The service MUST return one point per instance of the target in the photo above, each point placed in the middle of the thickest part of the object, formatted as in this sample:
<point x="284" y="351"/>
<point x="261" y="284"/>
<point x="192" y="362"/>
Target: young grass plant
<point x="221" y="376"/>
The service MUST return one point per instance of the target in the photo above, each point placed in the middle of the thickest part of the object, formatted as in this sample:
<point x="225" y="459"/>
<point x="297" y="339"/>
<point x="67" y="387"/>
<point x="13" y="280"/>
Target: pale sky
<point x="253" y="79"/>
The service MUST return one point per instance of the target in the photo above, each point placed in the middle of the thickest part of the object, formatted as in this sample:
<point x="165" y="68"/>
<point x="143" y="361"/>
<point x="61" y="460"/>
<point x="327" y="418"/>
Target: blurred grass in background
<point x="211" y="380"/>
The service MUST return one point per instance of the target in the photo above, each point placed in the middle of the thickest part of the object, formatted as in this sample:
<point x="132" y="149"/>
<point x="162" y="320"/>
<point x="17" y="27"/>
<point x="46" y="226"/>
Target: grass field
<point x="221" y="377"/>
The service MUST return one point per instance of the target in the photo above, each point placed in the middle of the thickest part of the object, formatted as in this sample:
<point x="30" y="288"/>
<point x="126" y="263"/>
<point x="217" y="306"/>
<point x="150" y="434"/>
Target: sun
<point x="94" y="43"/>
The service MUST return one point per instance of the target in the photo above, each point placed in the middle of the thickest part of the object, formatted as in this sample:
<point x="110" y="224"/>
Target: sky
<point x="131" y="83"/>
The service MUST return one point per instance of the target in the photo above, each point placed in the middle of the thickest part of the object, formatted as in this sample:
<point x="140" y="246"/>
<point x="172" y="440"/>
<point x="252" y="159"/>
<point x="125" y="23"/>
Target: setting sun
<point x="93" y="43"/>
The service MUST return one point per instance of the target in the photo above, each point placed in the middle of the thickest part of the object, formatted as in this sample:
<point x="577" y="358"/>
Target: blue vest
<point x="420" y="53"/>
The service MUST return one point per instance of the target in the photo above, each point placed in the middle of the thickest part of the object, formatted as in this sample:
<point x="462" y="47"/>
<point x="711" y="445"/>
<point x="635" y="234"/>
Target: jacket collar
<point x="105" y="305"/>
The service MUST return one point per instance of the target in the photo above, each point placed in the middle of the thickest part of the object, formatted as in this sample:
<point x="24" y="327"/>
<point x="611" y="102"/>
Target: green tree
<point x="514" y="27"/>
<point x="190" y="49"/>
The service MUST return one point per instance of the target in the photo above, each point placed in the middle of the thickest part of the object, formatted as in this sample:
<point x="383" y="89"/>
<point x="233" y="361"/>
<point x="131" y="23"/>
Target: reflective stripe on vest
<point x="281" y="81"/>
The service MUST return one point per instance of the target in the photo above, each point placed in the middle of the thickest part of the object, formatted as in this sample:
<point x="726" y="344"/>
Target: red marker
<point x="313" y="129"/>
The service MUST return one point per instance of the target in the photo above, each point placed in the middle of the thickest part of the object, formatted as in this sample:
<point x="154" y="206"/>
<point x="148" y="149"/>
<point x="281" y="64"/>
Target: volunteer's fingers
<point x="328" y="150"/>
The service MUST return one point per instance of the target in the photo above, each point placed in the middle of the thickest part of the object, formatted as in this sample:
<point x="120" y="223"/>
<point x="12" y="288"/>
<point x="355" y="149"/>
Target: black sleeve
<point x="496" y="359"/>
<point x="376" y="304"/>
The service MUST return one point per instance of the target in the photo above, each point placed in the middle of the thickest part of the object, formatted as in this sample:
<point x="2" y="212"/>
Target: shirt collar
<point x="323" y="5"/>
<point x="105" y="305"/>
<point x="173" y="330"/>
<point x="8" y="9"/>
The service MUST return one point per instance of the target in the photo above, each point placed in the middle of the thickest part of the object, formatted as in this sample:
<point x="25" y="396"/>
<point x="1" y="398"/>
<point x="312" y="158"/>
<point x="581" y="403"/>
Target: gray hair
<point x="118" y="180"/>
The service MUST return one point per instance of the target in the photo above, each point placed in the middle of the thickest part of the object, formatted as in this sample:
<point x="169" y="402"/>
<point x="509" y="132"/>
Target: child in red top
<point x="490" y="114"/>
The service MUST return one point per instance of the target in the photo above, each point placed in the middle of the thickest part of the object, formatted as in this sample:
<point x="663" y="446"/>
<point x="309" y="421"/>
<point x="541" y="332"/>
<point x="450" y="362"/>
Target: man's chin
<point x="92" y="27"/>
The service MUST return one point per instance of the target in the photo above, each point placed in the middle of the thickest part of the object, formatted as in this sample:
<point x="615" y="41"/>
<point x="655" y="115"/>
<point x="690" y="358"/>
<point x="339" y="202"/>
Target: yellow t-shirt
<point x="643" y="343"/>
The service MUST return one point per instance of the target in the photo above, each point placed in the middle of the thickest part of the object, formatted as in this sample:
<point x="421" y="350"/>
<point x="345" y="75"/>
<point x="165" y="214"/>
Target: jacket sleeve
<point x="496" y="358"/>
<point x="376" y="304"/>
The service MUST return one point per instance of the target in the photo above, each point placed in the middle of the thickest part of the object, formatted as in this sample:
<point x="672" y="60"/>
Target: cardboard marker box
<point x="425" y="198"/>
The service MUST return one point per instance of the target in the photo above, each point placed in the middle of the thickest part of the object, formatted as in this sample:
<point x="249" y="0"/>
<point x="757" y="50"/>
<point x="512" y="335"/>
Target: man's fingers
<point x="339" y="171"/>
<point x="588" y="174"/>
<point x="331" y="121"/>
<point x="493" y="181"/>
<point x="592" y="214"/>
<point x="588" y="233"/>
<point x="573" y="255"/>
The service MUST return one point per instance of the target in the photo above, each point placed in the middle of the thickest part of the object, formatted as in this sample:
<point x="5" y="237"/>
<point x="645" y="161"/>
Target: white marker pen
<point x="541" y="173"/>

•••••

→ **TASK DIRECTIONS**:
Retype the material exactly.

→ **SOLUTION FOR THIS PROBLEM**:
The service MUST return one point per instance of the target in the photo above, each point placed in the middle of the thickest part of the object, formatted as in this sample:
<point x="284" y="351"/>
<point x="261" y="284"/>
<point x="192" y="362"/>
Target: young grass plant
<point x="221" y="376"/>
The service MUST return one point per instance of the target in the photo above, each point placed in the middle of the thickest part of the object, formatted as in this sample:
<point x="225" y="459"/>
<point x="297" y="339"/>
<point x="67" y="387"/>
<point x="13" y="280"/>
Target: pale sky
<point x="253" y="79"/>
The service MUST return one point per instance of the target in the photo above, each point placed in the middle of the thickest part of the object, formatted as in this sample:
<point x="165" y="68"/>
<point x="143" y="361"/>
<point x="61" y="460"/>
<point x="327" y="418"/>
Target: blurred grass in background
<point x="211" y="380"/>
The service MUST return one point per instance of the target in the photo above, each point placed in the middle of the thickest part of the object, formatted as in this sample:
<point x="132" y="149"/>
<point x="162" y="320"/>
<point x="17" y="27"/>
<point x="46" y="226"/>
Target: grass field
<point x="221" y="377"/>
The service MUST return one point per instance of the target in the photo above, each point placed in the middle of the thickest part of the object, formatted as in this sample:
<point x="30" y="288"/>
<point x="126" y="263"/>
<point x="217" y="306"/>
<point x="150" y="434"/>
Target: sun
<point x="94" y="43"/>
The service MUST return one point per instance of the target in the photo above, each point placed in the middle of the thickest part of the object, formatted as in this sample:
<point x="110" y="224"/>
Target: sky
<point x="131" y="83"/>
The service MUST return one point per instance of the target in the photo above, each point placed in the middle of the thickest part of the object, formatted as in this sample:
<point x="140" y="246"/>
<point x="172" y="440"/>
<point x="252" y="159"/>
<point x="125" y="23"/>
Target: setting sun
<point x="93" y="43"/>
The service MUST return one point per instance of the target in the photo above, each point placed in the middle of the thickest part of the object, formatted as in this sample:
<point x="577" y="358"/>
Target: blue vest
<point x="420" y="53"/>
The service MUST return one point per instance of the target in the photo above, each point placed in the middle of the thickest part of the object, formatted as in this sample:
<point x="462" y="47"/>
<point x="711" y="445"/>
<point x="635" y="234"/>
Target: jacket collar
<point x="105" y="305"/>
The service MUST return one point per instance of the target in the photo above, each point placed in the middle of the thickest part of the object, formatted as in this sample:
<point x="24" y="327"/>
<point x="611" y="102"/>
Target: green tree
<point x="514" y="27"/>
<point x="190" y="49"/>
The service MUST return one point per instance of the target in the photo above, each point placed in the middle of the thickest part of the object, formatted as in this sample:
<point x="383" y="89"/>
<point x="233" y="361"/>
<point x="131" y="23"/>
Target: reflective stripe on vest
<point x="281" y="81"/>
The service MUST return one point per instance of the target in the photo above, each point placed in the middle of the thickest part of the object, formatted as in this sample:
<point x="726" y="344"/>
Target: red marker
<point x="313" y="129"/>
The service MUST return one point per instance of the target in the photo above, each point placed in the middle of the thickest part of the object, formatted as in this sample:
<point x="154" y="206"/>
<point x="148" y="149"/>
<point x="281" y="64"/>
Target: volunteer's fingers
<point x="328" y="150"/>
The service MUST return one point per instance of the target in the photo above, each point placed in the middle of the thickest part of the object, formatted as in this sample:
<point x="120" y="223"/>
<point x="12" y="288"/>
<point x="355" y="149"/>
Target: black sleeve
<point x="496" y="359"/>
<point x="376" y="304"/>
The service MUST return one point per instance of the target in the photo above, each point placed in the middle of the thickest part of the object, formatted as in this sample:
<point x="2" y="212"/>
Target: shirt collar
<point x="323" y="5"/>
<point x="105" y="305"/>
<point x="173" y="330"/>
<point x="8" y="9"/>
The service MUST return one point per instance of the target in the photo above, each point placed in the middle of the thickest part of the object, formatted as in this sample:
<point x="25" y="396"/>
<point x="1" y="398"/>
<point x="312" y="158"/>
<point x="581" y="403"/>
Target: gray hair
<point x="118" y="180"/>
The service MUST return one point per instance of the target in the photo above, each point placed in the middle of the thickest part of the object, formatted as in this sample:
<point x="169" y="402"/>
<point x="509" y="132"/>
Target: child in red top
<point x="490" y="114"/>
The service MUST return one point per instance of the target in the photo above, each point placed in the middle of the thickest part of the object, formatted as in this sample:
<point x="663" y="446"/>
<point x="309" y="421"/>
<point x="541" y="332"/>
<point x="450" y="362"/>
Target: man's chin
<point x="92" y="27"/>
The service MUST return one point per instance of the target in the photo above, each point placed in the middle of the thickest part of the object, formatted as in this sample:
<point x="615" y="41"/>
<point x="655" y="115"/>
<point x="690" y="358"/>
<point x="339" y="202"/>
Target: yellow t-shirt
<point x="643" y="343"/>
The service MUST return one point per instance of the target in the photo above, each point placed in the middle of the thickest part of the object, formatted as in this sample:
<point x="421" y="350"/>
<point x="345" y="75"/>
<point x="165" y="214"/>
Target: jacket sleeve
<point x="496" y="358"/>
<point x="376" y="304"/>
The service MUST return one point per instance of the target in the photo above, each point placed in the middle of the thickest part of the object, formatted as in this sample:
<point x="672" y="60"/>
Target: cardboard marker box
<point x="425" y="198"/>
The service MUST return one point per instance of the target in the photo above, each point placed in the middle of the thickest part of the object, formatted as in this sample:
<point x="249" y="0"/>
<point x="757" y="50"/>
<point x="512" y="335"/>
Target: man's fingers
<point x="339" y="171"/>
<point x="588" y="174"/>
<point x="331" y="121"/>
<point x="493" y="181"/>
<point x="592" y="214"/>
<point x="588" y="233"/>
<point x="573" y="255"/>
The service MUST return one point per instance of the target in the photo above, each point placed in the middle of the thickest part of the object, formatted as in this sample:
<point x="5" y="237"/>
<point x="645" y="161"/>
Target: white marker pen
<point x="541" y="173"/>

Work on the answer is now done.